[[ Records to use, beginning ]]

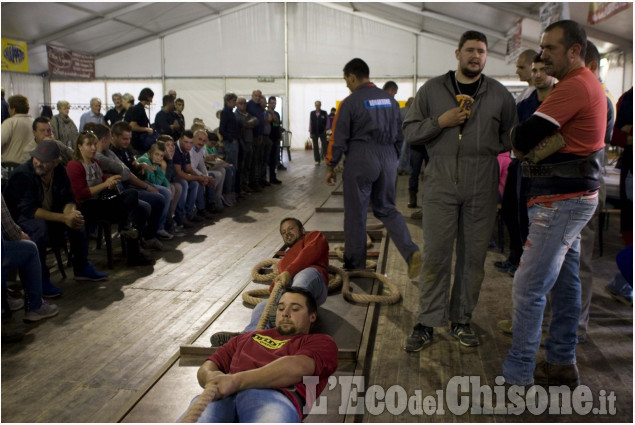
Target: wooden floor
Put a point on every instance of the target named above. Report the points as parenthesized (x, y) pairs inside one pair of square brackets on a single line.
[(111, 338)]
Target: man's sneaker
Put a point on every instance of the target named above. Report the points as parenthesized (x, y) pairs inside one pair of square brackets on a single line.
[(547, 374), (46, 310), (182, 221), (419, 338), (619, 293), (164, 235), (139, 260), (504, 266), (220, 338), (50, 291), (153, 244), (193, 218), (89, 273), (129, 232), (464, 334), (414, 264), (505, 326), (15, 304)]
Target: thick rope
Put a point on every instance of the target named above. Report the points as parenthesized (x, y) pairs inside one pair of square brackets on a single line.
[(196, 410), (258, 277), (278, 286)]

[[ Records to use, end ]]

■ The task
The entries above need to be repeated in full, word for word. Skip the images.

■ Finished task
Target: wooden floor
Put a point on every instance of the target named above. Report the points as parenthesized (x, y) pairs inside one pair of square brackets on a single line.
[(111, 338)]
Target: man's sneaker
Put a point on every instance of the target named above. Report the points as parenthesized (x, y) pairs inside one pair of square brackets on a single line.
[(547, 374), (46, 310), (182, 221), (419, 338), (619, 293), (164, 235), (139, 260), (504, 266), (220, 338), (50, 291), (153, 244), (193, 218), (89, 273), (129, 232), (464, 334), (414, 264), (505, 326), (15, 304)]
Target: thick rope
Put a point on every instance of the target named above. Report the points as parenthesized (x, y) pairs inside one pair of square brackets on a single line.
[(196, 410), (258, 277), (278, 286)]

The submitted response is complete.